[Exercise description]: Quote, unchanged, the stretch of items from the line containing "Task: point out the statue's face, one" through the line containing "[[554, 164]]", and nothing else.

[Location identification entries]

------------------------------------------------------------

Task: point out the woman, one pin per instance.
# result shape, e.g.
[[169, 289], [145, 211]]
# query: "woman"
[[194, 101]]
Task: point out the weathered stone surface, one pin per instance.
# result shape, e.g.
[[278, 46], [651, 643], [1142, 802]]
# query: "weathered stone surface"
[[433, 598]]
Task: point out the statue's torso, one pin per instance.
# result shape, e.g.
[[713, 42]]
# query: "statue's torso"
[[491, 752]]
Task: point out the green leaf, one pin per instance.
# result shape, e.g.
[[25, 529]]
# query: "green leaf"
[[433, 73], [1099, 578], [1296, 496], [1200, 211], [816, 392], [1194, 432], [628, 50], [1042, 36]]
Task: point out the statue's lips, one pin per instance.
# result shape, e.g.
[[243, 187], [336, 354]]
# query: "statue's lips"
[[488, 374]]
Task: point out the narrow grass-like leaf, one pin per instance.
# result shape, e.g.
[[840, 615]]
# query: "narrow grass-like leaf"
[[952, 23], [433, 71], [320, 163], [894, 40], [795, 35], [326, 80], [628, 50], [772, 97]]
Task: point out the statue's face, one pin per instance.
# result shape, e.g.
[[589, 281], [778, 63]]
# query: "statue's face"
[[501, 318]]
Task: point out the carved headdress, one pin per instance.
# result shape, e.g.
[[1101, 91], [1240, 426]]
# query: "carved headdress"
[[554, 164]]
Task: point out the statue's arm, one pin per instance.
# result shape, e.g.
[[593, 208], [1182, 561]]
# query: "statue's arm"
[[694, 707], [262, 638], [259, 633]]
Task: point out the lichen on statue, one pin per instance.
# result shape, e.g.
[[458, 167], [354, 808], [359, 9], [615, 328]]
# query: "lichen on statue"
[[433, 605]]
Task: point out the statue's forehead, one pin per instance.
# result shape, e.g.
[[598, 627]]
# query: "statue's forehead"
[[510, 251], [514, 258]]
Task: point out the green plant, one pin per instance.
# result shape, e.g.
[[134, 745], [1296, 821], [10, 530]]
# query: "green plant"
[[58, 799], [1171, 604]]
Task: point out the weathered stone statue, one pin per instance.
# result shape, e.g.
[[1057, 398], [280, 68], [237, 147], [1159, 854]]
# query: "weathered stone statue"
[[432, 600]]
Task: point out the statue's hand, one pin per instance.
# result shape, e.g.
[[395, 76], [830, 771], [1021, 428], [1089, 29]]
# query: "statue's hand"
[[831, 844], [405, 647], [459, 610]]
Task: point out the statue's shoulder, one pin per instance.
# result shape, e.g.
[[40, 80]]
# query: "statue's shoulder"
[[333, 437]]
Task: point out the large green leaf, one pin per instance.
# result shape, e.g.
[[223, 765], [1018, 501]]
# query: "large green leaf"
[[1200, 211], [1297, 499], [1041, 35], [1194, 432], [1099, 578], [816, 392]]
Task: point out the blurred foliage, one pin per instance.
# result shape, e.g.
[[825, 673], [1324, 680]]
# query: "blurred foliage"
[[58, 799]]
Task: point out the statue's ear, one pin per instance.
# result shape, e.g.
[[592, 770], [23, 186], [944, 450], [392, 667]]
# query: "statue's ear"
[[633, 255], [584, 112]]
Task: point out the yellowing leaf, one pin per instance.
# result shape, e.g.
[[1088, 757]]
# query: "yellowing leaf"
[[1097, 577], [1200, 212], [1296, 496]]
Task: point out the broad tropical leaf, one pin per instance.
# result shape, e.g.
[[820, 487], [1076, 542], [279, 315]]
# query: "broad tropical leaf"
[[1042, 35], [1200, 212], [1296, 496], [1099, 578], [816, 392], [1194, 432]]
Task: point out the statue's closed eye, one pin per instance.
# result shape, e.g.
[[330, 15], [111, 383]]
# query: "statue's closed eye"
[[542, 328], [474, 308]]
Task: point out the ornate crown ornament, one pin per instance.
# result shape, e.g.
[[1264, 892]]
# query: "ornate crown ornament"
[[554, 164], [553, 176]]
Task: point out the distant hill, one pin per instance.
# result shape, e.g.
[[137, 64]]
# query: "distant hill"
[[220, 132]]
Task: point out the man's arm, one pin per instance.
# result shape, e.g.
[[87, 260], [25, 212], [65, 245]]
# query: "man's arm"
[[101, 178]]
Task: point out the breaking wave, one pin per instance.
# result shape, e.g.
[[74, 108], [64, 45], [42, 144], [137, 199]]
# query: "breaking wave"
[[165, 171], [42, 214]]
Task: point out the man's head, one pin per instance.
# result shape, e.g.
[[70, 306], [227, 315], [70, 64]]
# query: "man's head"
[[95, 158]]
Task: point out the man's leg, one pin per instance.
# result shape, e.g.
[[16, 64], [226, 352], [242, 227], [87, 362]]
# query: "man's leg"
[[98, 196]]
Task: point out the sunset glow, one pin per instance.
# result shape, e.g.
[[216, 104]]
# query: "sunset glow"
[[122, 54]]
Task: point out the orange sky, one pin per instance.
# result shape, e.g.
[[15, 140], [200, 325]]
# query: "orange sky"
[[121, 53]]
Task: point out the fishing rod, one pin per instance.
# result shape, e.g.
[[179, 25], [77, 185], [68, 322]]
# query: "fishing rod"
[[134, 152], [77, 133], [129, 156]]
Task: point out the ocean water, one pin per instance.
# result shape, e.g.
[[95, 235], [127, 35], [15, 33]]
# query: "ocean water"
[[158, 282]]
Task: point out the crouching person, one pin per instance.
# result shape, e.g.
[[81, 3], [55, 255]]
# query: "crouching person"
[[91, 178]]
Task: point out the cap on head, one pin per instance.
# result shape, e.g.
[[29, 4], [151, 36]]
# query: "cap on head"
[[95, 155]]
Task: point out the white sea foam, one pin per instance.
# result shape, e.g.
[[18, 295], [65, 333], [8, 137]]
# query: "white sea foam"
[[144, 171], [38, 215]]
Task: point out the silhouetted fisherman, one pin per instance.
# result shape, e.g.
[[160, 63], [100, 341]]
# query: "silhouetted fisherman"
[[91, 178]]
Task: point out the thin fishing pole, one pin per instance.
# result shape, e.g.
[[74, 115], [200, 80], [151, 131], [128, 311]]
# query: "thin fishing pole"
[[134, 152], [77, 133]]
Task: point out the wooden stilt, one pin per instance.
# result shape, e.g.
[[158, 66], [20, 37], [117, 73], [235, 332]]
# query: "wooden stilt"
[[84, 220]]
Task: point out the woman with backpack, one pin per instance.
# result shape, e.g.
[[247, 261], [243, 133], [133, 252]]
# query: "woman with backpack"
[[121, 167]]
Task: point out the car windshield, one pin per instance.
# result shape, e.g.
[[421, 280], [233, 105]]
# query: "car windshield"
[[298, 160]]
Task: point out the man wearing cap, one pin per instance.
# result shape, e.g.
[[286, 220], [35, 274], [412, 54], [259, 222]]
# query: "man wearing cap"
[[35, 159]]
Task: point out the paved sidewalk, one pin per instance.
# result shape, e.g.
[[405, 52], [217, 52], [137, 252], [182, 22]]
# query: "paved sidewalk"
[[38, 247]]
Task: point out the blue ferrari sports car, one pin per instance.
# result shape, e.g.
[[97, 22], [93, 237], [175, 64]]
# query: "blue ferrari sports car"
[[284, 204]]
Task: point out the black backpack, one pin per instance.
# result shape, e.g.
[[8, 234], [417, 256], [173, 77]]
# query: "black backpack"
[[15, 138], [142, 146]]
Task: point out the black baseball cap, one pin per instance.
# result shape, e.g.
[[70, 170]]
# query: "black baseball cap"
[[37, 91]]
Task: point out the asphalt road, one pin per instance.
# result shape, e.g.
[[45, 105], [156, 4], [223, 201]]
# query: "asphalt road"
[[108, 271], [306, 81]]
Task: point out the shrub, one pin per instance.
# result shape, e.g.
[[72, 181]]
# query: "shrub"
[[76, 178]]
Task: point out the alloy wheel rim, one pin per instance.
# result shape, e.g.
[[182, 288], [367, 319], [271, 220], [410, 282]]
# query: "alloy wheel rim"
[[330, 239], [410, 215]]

------------------------------------------------------------

[Written answer]:
Task: point out the statue's face, one pin per instance.
# result shape, e.g.
[[589, 281], [778, 63]]
# query: "statue's face"
[[501, 318]]
Task: point out the carved headdress, one pin per instance.
# result shape, e.g.
[[1101, 91], [1240, 426]]
# query: "carved headdress"
[[554, 164]]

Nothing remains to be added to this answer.